WHAT TO PRODUCE: The answer must be every line of the records below that contains the word "sphere", copied out.

--- PROVIDED DATA Enclosed Below ---

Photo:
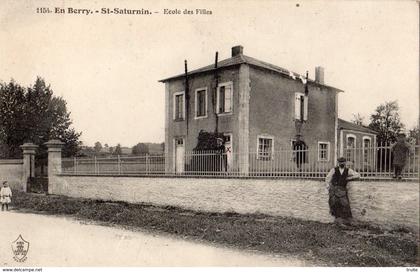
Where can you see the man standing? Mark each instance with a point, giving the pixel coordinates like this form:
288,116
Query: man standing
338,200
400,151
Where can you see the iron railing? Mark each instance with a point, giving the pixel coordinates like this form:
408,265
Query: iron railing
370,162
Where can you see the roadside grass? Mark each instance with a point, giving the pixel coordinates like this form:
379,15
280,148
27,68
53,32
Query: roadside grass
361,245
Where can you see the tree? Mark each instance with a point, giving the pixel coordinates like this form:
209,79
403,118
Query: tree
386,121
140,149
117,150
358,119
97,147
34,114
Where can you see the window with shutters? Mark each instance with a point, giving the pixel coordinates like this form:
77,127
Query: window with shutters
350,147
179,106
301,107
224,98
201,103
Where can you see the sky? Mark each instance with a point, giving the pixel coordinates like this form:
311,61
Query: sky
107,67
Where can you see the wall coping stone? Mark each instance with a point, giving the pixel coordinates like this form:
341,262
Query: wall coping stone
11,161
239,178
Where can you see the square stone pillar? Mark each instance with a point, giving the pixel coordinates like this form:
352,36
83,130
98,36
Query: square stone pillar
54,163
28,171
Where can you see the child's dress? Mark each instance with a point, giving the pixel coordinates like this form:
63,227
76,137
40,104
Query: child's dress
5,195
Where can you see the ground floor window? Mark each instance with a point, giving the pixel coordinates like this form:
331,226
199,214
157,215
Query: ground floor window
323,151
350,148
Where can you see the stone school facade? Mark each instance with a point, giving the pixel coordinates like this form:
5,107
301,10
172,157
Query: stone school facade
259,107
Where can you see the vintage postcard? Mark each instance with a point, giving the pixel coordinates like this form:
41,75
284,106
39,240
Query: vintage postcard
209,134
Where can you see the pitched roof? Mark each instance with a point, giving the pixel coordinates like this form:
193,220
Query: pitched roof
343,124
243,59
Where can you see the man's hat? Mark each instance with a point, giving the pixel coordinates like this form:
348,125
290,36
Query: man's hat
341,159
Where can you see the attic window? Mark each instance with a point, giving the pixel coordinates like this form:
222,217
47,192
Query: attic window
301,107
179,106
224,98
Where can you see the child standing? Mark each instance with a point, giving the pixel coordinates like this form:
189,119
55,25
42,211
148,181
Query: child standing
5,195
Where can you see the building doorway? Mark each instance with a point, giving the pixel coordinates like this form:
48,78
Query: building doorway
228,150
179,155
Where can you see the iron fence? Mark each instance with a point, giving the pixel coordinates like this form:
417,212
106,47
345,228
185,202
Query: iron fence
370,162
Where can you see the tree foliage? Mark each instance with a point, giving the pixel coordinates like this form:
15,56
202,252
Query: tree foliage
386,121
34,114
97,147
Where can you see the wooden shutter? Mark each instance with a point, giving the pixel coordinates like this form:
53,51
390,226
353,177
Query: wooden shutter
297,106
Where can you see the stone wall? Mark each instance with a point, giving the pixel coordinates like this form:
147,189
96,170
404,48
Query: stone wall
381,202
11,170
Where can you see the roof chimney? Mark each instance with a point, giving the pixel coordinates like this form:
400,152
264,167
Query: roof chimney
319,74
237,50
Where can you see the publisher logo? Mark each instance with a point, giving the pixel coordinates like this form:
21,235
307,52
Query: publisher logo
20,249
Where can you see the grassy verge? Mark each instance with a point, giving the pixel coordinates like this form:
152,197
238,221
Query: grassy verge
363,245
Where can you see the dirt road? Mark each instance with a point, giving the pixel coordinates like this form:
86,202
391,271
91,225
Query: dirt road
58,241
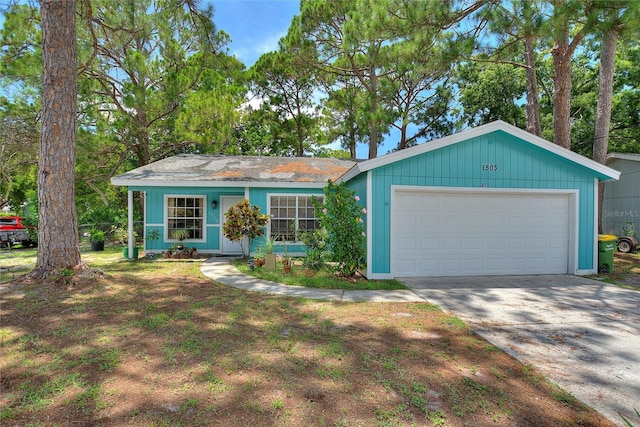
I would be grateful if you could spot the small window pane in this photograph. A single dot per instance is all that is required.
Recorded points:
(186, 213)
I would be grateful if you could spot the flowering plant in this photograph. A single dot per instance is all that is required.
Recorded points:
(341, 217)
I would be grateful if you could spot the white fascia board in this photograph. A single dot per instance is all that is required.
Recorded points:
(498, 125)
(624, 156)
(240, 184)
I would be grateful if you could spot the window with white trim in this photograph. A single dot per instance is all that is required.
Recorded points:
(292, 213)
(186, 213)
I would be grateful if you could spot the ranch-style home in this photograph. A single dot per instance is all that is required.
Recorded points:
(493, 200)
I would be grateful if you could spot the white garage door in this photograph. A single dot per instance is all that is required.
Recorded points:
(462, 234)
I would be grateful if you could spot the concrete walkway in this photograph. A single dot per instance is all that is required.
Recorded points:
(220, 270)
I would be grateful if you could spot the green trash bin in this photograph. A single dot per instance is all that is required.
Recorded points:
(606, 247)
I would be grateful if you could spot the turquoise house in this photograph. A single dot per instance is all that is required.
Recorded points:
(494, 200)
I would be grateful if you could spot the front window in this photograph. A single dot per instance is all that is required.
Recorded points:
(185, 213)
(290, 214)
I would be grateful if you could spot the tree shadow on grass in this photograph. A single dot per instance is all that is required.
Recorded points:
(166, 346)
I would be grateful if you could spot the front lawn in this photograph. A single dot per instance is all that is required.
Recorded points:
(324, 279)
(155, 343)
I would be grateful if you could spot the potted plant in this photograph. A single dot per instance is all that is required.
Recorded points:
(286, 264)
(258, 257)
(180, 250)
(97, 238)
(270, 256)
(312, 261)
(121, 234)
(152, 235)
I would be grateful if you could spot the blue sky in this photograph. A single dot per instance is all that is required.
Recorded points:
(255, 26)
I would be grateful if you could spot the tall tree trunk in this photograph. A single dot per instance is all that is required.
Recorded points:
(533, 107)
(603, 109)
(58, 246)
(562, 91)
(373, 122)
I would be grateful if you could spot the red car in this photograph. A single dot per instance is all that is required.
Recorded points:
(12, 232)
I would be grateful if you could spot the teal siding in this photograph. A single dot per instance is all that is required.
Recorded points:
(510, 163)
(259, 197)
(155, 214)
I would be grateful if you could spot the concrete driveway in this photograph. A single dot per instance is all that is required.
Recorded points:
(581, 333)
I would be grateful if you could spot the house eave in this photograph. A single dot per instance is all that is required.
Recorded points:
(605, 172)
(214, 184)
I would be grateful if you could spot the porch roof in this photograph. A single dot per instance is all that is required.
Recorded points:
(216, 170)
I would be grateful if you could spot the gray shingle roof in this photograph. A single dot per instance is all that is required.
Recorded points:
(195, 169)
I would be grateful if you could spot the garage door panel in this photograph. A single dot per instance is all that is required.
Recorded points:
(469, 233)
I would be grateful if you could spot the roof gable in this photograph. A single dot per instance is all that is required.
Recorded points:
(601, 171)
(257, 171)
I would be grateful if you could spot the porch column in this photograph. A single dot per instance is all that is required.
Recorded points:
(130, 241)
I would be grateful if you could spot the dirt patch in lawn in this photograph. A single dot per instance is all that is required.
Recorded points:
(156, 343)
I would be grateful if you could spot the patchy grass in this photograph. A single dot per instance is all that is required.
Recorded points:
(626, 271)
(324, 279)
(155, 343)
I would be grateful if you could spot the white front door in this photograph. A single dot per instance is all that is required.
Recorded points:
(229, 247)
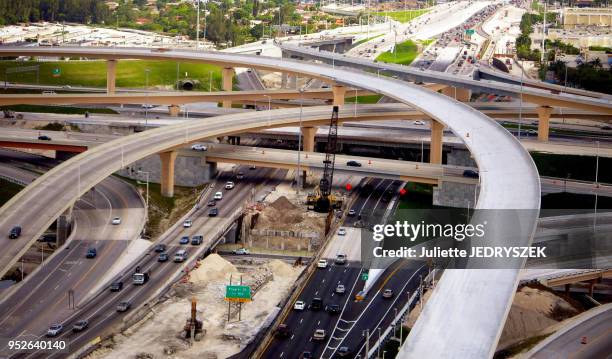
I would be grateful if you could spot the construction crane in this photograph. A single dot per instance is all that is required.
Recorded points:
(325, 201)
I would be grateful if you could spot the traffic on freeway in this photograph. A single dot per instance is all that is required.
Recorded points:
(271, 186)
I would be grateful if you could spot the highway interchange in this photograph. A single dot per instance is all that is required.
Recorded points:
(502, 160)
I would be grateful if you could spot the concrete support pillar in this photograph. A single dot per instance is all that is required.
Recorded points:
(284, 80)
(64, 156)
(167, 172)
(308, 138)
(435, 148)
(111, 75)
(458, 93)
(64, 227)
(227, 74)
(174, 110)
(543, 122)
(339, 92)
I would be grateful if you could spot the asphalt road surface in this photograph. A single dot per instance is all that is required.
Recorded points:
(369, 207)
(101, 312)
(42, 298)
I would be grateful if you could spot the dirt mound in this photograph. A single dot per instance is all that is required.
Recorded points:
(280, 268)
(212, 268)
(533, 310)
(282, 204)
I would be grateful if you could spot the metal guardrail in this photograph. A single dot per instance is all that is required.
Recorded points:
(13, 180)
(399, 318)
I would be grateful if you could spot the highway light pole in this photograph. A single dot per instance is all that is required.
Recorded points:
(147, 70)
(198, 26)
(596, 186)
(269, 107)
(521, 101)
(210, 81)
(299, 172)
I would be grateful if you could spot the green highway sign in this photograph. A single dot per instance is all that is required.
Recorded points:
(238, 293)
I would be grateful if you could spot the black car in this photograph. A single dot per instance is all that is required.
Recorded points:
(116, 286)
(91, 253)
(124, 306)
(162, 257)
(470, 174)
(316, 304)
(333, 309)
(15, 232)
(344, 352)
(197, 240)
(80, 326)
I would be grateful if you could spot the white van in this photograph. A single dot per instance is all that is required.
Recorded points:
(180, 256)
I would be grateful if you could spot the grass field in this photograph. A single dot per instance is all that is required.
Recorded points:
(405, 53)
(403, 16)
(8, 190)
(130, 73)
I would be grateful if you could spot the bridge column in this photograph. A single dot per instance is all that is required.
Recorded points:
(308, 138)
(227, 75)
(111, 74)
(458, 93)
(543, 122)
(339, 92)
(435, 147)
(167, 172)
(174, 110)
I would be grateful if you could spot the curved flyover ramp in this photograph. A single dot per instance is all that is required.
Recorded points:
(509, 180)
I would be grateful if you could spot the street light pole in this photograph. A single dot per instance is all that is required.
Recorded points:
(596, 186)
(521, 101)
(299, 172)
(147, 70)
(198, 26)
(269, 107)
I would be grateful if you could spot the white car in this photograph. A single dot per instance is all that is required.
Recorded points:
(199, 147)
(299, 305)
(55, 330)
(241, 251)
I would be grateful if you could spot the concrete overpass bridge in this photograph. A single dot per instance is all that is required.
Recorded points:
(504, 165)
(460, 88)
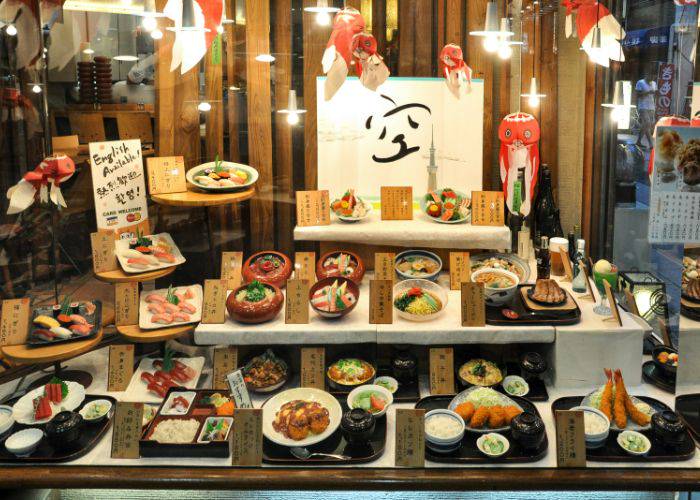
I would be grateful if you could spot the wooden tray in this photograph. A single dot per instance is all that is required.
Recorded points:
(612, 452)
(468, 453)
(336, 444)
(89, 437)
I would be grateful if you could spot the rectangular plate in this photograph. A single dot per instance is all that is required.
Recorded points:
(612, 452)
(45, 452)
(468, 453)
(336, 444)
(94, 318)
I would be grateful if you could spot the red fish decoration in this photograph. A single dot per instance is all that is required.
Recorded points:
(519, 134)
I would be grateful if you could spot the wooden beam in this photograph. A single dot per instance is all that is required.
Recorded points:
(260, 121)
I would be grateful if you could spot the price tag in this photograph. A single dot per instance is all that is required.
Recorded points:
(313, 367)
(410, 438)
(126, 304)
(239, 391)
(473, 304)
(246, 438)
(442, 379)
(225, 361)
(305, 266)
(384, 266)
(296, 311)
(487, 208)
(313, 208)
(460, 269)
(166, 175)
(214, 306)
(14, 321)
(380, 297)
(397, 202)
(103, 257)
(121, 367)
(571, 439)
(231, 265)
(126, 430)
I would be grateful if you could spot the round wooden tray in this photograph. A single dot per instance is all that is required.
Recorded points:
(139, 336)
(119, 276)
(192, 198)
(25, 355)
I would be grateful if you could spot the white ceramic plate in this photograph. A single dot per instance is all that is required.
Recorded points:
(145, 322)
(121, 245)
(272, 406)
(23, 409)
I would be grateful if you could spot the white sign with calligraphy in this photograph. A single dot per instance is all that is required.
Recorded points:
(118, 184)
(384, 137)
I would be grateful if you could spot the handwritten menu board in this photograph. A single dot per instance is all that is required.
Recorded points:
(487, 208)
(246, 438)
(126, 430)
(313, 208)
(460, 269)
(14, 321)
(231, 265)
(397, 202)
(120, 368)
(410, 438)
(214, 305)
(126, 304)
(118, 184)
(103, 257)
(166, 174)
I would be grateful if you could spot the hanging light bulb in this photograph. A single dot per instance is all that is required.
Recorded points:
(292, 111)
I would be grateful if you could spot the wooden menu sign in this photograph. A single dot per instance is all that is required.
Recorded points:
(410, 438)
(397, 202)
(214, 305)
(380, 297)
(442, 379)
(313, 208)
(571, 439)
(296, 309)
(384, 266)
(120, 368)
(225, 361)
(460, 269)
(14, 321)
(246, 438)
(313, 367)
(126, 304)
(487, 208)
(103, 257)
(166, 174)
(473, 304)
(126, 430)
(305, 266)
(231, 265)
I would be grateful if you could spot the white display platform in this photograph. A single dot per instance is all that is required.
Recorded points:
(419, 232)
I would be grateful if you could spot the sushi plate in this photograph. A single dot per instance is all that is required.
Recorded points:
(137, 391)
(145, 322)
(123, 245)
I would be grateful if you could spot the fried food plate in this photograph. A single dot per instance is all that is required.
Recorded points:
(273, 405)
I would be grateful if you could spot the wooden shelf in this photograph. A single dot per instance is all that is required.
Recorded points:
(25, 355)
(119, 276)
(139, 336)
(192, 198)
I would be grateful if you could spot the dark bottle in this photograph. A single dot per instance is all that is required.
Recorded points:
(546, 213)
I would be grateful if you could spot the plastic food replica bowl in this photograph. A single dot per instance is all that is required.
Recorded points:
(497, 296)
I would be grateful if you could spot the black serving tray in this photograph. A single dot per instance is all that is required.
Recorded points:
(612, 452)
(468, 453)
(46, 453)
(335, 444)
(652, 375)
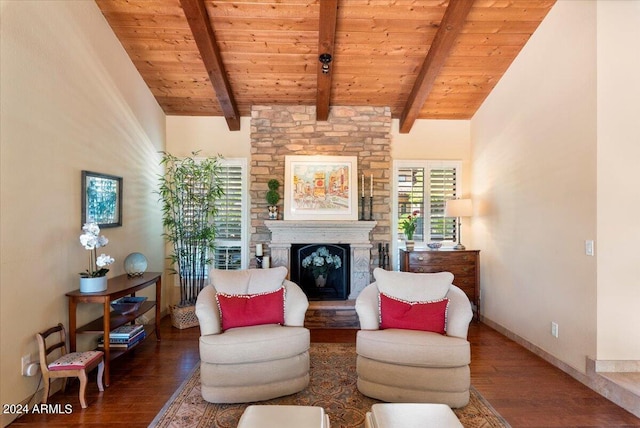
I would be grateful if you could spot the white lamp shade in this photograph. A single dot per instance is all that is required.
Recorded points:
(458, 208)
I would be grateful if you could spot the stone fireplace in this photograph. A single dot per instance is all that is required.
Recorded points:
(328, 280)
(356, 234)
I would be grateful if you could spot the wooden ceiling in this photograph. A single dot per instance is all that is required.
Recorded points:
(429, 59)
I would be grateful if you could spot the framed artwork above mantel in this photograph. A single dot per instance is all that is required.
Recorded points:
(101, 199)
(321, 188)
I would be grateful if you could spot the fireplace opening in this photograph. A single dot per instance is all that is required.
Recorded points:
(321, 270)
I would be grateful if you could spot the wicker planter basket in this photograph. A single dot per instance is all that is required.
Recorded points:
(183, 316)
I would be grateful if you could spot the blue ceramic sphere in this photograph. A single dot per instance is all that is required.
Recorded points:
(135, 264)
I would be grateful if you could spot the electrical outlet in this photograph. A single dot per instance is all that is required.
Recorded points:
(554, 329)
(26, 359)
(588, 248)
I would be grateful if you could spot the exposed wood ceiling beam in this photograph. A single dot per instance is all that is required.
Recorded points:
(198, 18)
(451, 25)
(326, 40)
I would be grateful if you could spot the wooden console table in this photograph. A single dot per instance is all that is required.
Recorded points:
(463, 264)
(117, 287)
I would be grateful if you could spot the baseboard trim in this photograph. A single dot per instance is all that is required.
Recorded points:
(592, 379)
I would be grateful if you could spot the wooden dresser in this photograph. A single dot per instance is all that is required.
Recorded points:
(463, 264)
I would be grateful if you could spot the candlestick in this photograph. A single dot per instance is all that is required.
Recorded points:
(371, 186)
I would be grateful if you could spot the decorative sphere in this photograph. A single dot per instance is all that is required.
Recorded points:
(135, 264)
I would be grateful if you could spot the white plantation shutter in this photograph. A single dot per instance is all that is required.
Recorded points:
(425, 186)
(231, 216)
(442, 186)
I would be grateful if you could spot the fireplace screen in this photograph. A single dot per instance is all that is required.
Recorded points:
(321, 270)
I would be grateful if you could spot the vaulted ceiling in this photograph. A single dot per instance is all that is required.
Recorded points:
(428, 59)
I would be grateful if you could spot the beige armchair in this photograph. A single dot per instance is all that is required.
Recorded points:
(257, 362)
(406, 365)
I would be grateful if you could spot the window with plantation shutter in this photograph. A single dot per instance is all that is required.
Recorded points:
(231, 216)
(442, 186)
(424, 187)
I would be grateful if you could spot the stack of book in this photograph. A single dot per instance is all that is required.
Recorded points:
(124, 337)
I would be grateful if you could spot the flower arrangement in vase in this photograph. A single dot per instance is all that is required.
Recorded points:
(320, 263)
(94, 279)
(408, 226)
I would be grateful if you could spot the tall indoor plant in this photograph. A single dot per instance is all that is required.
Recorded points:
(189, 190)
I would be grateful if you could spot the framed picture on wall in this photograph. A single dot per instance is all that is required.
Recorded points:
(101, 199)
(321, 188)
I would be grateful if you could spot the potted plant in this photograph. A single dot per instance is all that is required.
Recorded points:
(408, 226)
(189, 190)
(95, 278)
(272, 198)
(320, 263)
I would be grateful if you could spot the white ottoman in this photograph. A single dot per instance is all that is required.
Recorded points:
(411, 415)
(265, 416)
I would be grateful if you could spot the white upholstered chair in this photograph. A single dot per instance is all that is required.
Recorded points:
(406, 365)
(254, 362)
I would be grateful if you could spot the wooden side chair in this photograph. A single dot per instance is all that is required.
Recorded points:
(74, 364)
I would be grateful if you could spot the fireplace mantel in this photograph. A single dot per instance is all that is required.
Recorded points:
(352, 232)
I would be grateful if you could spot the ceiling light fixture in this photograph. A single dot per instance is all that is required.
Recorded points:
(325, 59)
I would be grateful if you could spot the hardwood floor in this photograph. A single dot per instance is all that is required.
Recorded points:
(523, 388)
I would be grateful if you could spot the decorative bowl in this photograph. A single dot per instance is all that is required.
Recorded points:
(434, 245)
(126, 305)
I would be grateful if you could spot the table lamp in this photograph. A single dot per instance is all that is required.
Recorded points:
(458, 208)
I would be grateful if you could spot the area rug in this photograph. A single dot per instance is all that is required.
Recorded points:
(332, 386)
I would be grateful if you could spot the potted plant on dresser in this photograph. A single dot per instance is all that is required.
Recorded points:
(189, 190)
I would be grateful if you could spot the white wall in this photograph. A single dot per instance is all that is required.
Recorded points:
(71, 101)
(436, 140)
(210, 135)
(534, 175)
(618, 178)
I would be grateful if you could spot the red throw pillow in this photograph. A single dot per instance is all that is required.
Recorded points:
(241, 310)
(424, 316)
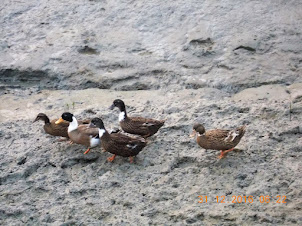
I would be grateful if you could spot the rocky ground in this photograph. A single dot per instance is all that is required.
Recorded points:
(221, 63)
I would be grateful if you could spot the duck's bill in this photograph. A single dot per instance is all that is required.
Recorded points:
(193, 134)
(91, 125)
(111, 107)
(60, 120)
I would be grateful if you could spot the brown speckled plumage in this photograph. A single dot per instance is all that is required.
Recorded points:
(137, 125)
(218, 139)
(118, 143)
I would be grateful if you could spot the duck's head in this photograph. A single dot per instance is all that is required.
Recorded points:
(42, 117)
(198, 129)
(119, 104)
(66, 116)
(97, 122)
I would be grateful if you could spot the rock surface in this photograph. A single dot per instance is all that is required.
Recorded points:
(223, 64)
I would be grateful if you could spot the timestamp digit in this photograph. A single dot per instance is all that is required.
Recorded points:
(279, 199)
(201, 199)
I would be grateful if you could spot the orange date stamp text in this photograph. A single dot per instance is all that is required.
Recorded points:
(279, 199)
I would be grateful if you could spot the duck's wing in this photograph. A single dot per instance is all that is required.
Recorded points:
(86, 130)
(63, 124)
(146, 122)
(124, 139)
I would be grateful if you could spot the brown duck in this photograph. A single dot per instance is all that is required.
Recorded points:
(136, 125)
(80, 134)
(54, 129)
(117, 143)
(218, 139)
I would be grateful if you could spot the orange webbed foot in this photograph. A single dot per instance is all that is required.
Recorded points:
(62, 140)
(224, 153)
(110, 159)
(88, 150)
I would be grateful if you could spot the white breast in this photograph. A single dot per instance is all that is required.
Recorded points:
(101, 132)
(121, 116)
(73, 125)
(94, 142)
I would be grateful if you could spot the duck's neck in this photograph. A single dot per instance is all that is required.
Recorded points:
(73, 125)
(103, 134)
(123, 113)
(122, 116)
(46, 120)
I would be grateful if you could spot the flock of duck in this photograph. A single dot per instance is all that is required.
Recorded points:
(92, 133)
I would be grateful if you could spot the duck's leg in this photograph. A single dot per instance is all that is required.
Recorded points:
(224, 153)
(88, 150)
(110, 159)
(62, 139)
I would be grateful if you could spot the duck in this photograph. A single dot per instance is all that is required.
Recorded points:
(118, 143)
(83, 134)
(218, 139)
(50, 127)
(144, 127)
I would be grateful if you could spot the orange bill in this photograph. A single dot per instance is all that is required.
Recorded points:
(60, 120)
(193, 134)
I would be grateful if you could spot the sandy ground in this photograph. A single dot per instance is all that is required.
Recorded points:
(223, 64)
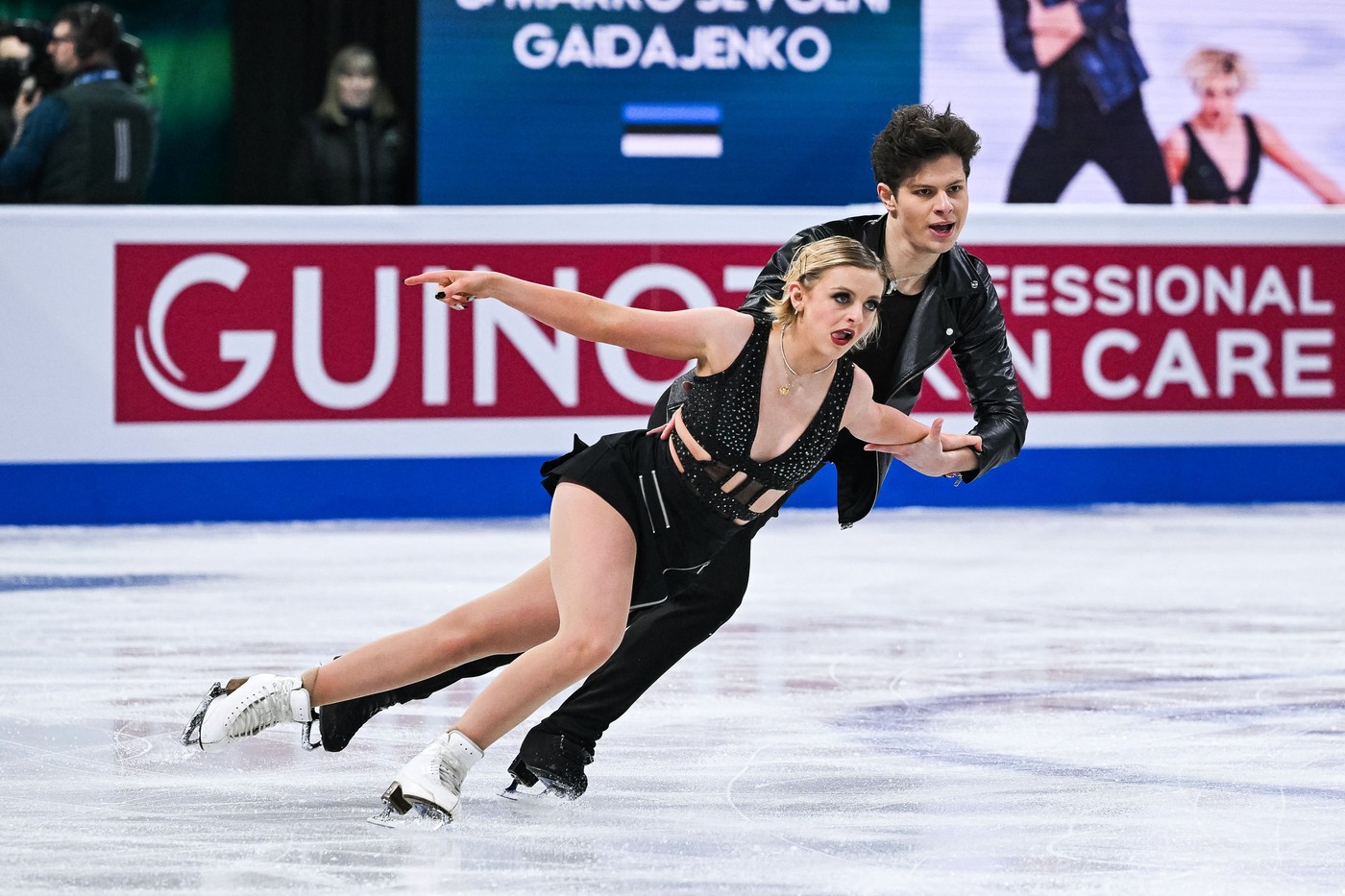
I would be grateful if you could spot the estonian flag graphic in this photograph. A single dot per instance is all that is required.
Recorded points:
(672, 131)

--- End of Enclosed PROVIDED DATA ---

EXERCISE ANSWER:
I would be grateful if you could spot the blue ceramic sphere in this photograph. A single dot per instance is all that is required.
I would be grateful if you could spot the decorative sphere in this photograph. A single dot per instance is all that is required.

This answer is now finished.